Given data:
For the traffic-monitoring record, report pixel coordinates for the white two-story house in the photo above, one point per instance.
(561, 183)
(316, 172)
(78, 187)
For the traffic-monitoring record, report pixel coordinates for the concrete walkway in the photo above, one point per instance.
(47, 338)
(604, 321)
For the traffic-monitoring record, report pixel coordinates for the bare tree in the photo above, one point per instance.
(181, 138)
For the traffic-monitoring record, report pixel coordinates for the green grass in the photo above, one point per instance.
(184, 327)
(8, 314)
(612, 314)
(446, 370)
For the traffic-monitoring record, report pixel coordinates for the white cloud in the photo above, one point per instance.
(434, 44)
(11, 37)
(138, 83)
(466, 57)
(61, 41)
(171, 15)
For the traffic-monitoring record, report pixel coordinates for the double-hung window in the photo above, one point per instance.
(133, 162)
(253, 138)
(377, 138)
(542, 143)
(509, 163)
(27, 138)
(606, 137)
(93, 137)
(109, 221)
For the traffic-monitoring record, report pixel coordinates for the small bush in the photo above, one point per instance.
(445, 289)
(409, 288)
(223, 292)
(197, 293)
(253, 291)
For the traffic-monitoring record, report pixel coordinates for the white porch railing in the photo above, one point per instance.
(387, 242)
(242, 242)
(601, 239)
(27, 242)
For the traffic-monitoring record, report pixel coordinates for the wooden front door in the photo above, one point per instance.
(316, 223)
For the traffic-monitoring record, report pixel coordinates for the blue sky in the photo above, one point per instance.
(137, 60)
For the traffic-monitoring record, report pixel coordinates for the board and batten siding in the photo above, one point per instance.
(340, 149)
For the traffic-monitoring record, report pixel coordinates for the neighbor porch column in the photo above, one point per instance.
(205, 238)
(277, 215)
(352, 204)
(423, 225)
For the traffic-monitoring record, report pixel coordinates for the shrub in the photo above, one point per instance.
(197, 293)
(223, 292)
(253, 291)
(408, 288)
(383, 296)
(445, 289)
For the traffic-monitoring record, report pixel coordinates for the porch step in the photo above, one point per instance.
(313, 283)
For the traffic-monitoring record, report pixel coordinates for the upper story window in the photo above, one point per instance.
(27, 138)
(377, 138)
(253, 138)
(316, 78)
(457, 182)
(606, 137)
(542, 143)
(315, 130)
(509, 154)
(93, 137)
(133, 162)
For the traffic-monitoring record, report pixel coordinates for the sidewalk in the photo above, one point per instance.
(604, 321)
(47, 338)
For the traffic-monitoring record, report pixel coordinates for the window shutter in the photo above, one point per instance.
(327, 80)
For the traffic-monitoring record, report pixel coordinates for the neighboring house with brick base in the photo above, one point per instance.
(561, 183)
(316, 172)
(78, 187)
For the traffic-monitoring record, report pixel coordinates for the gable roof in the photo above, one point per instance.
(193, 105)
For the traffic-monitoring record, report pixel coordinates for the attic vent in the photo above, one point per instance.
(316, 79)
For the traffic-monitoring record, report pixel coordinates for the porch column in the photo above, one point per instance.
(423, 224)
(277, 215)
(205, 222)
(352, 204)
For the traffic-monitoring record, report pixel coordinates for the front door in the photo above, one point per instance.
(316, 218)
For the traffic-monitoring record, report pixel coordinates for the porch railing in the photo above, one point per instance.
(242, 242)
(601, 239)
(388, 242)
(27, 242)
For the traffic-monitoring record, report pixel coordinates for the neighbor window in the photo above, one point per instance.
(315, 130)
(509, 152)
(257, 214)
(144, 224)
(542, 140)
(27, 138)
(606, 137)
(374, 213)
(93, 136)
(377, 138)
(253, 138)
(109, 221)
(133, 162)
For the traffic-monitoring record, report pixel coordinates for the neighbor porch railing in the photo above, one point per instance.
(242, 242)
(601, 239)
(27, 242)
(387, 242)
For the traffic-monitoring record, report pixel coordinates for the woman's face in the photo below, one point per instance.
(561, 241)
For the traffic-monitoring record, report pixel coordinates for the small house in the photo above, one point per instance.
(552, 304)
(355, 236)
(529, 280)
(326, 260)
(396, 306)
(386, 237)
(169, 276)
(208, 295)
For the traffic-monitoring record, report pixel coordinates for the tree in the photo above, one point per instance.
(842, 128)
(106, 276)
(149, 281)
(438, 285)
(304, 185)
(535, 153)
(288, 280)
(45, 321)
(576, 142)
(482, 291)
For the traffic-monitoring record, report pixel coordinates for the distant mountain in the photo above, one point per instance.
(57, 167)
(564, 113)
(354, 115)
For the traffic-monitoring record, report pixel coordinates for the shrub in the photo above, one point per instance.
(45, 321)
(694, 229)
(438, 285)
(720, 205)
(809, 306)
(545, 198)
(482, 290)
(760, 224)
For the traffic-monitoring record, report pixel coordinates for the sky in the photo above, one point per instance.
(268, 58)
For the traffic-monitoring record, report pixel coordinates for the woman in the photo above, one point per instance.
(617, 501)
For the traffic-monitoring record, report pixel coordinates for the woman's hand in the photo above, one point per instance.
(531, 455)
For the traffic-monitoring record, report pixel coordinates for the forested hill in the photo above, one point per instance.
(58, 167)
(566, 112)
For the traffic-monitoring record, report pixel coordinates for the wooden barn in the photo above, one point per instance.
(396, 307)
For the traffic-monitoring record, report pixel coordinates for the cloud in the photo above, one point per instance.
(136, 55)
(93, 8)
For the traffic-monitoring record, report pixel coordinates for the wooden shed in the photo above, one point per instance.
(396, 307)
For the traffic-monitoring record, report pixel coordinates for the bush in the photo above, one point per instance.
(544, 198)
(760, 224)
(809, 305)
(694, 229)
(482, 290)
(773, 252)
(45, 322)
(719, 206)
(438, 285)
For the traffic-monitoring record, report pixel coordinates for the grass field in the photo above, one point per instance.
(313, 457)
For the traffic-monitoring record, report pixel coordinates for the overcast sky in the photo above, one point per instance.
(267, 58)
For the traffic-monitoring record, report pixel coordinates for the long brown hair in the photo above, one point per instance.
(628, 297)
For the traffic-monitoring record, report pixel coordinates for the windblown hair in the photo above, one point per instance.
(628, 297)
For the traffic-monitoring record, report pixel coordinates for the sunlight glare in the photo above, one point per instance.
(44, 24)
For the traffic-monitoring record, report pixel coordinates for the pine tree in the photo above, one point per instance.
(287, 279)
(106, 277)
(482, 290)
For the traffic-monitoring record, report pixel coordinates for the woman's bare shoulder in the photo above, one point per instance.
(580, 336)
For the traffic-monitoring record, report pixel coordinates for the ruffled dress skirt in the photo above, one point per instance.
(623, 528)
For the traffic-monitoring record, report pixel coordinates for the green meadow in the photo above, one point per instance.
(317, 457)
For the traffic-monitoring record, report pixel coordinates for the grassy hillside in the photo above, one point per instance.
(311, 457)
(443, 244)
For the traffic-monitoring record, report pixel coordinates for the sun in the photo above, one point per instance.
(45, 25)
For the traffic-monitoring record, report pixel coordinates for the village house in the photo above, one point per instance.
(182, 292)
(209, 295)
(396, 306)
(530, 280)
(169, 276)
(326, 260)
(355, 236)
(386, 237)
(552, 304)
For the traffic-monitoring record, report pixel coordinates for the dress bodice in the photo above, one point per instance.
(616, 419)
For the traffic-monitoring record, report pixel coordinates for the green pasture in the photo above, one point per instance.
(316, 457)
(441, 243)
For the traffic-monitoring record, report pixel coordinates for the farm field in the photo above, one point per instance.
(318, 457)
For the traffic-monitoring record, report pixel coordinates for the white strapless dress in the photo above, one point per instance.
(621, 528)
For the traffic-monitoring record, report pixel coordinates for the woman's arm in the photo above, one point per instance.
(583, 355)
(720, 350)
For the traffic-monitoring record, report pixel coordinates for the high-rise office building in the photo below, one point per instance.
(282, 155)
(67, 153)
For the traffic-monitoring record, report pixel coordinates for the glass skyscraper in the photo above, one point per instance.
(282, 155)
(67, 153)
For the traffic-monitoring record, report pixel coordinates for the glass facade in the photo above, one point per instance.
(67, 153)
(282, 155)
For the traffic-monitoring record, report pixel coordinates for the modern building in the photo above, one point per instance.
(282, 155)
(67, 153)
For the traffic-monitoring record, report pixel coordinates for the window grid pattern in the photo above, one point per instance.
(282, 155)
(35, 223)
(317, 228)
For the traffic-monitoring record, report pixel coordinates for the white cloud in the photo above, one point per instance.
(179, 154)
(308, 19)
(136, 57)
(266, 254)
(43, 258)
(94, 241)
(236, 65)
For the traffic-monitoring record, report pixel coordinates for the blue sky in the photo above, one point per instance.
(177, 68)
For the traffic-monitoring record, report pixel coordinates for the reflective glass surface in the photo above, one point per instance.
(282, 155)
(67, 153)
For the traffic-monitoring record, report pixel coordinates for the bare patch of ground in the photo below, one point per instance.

Directions: Convert the rows, from the line containing "the window grid" through the last line of the rows, both included, into a JSON list of strings with one string per line, leaving out any blank lines.

Exercise solution:
[
  "For the traffic-monitoring record, report pixel coordinates for the window grid pattern in the photo above, one point per instance.",
  "(282, 155)",
  "(35, 223)",
  "(317, 228)",
  "For the traffic-monitoring record, report pixel coordinates for the white cloud in the photo above, one point per instance.",
  "(179, 154)",
  "(308, 19)",
  "(136, 57)",
  "(266, 254)",
  "(43, 258)",
  "(94, 241)",
  "(236, 65)",
  "For the traffic-monitoring record, report pixel coordinates for the blue sky in the photo above, one point per instance.",
  "(177, 68)",
  "For the traffic-monitoring record, report pixel coordinates for the reflective glass surface in the photo above, one point per instance.",
  "(282, 155)",
  "(67, 153)",
  "For the traffic-monitoring record, report pixel coordinates for the bare patch of ground in the photo below, one point per instance."
]